Consigna del ejercicio: Localiza en el material cada línea que contenga la palabra "rough" y cópiala completa. Respeta la distinción entre mayúsculas y minúsculas.

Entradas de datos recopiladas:
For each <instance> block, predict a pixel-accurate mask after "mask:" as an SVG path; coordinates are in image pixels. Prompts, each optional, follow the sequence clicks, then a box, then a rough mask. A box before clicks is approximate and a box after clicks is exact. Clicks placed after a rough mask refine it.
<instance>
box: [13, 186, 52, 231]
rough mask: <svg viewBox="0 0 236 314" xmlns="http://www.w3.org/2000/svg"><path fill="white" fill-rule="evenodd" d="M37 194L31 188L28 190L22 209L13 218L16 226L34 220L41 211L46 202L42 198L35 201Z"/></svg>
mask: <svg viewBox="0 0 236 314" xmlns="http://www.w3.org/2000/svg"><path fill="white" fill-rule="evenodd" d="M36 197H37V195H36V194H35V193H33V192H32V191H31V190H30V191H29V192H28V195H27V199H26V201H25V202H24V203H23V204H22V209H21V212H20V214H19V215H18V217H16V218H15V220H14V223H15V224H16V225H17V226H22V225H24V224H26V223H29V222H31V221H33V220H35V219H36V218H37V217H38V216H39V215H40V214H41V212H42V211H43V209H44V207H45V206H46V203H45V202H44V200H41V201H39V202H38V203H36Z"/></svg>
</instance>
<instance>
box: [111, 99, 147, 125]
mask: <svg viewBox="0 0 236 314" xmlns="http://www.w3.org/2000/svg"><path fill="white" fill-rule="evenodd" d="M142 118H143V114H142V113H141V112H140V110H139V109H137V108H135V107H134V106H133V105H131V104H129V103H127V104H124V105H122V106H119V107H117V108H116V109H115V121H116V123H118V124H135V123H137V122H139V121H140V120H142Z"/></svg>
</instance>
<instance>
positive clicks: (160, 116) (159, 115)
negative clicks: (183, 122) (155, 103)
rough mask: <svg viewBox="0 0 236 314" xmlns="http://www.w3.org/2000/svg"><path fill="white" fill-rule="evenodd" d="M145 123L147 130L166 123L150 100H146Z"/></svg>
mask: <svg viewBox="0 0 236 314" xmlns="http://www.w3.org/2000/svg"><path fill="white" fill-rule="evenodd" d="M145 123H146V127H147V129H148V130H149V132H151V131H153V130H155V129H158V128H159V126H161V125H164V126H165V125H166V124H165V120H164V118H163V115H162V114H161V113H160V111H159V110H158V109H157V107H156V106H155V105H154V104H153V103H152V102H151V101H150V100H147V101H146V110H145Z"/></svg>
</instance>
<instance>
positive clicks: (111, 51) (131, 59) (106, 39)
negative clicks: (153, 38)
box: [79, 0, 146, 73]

Resultado del ejercicio:
For each <instance> block, predict a pixel-accurate mask after "mask:" as an SVG path; coordinates are in image pixels. Prompts, each optional, follow the sequence clicks, then a box, then a rough mask. A box before clicks is approximate and a box after clicks is exact. Clicks placed after a rough mask refine it.
rough mask: <svg viewBox="0 0 236 314" xmlns="http://www.w3.org/2000/svg"><path fill="white" fill-rule="evenodd" d="M37 194L31 188L28 190L22 209L13 218L16 226L34 220L41 211L46 202L42 198L35 201Z"/></svg>
rough mask: <svg viewBox="0 0 236 314" xmlns="http://www.w3.org/2000/svg"><path fill="white" fill-rule="evenodd" d="M145 123L147 130L166 123L150 100H146Z"/></svg>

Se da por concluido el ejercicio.